Text
━━━━━━━━━━

Any student between “the age of six (6) years” and “his or her eighteenth birthday, who has been absent from school without valid excuse for three (3) or more days…is a truant.” Any student enrolled in a public school who is “eighteen (18) years, but has not reached his or her twenty-first birthday, who has been absent from school without valid excuse for three (3) or more days, or tardy without valid excuse on three (3) or more days, is a truant.”
KRS § 159.150 (1) & (2).

Required Days of Instruction: 185 days, which are to include the equivalent of 175 six (6) hour instructional days and 10 non-instructional (teacher) days. KRS §§ 158.070 and 158.080.

Required Subjects: Include reading, writing, spelling, grammar, history, mathematics, and civics. KRS § 158.080.

Home School Statute: None.

Alternative Statutes Allowing for Home Schools: Ky. Rev. Stat. Ann. § 159.030(1)(b).

The board of education of the local school district “shall exempt from the requirement of attendance upon a regular public day school every child of compulsory school age… [w]ho is enrolled and in regular attendance in a private, parochial, or church regular day school.” KRS § 159.030(1). A home school qualifies as a private, parochial, or church school if it does the following:

1. “It shall be the duty of each private, parochial, or church regular day school to notify the local board of education of those students in attendance at the school.” KRS § 159.030 (b). Home schoolers need only send in a letter with this information during the first two weeks of school. (“Memorandum, RE: State Regulation of Private Schools,” Gary Bale, Kentucky Dept. of Ed., January 21, 1985).

━━━━━━━━━━

Exercise input

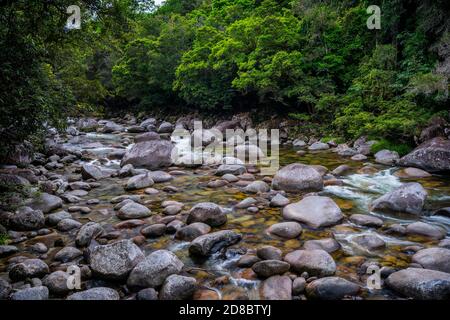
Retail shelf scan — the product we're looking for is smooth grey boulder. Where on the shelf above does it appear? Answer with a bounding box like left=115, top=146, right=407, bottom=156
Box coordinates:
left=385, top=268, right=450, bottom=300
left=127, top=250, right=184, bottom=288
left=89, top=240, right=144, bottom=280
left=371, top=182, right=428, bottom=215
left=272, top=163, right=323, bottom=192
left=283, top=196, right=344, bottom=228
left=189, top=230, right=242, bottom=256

━━━━━━━━━━

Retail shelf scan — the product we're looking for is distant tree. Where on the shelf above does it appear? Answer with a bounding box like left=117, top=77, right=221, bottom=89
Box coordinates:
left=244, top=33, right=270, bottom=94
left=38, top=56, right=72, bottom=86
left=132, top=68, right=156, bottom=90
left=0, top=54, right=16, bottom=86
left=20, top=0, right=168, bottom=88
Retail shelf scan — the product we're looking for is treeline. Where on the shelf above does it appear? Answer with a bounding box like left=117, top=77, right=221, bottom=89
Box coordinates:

━━━━━━━━━━

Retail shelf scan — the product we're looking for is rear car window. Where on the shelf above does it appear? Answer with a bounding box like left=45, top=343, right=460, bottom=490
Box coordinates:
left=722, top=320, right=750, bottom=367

━━━━━━━━━━

Parts of the exercise
A: Copy everything in the Kentucky school attendance text above from "Home School Statute: None." down to "January 21, 1985).", keeping the wording unchanged.
B: Render everything in the records from the line containing "Retail shelf scan — the product we're looking for is smooth" down to the line containing "left=371, top=182, right=428, bottom=215", both lines included, as a JSON list of strings with one string per line, leaving out blank lines.

Full answers
A:
Home School Statute: None.

Alternative Statutes Allowing for Home Schools: Ky. Rev. Stat. Ann. § 159.030(1)(b).

The board of education of the local school district “shall exempt from the requirement of attendance upon a regular public day school every child of compulsory school age… [w]ho is enrolled and in regular attendance in a private, parochial, or church regular day school.” KRS § 159.030(1). A home school qualifies as a private, parochial, or church school if it does the following:

1. “It shall be the duty of each private, parochial, or church regular day school to notify the local board of education of those students in attendance at the school.” KRS § 159.030 (b). Home schoolers need only send in a letter with this information during the first two weeks of school. (“Memorandum, RE: State Regulation of Private Schools,” Gary Bale, Kentucky Dept. of Ed., January 21, 1985).

B:
[
  "Retail shelf scan — the product we're looking for is smooth grey boulder. Where on the shelf above does it appear? Answer with a bounding box like left=115, top=146, right=407, bottom=156",
  "Box coordinates:",
  "left=385, top=268, right=450, bottom=300",
  "left=127, top=250, right=184, bottom=288",
  "left=89, top=240, right=144, bottom=280",
  "left=371, top=182, right=428, bottom=215"
]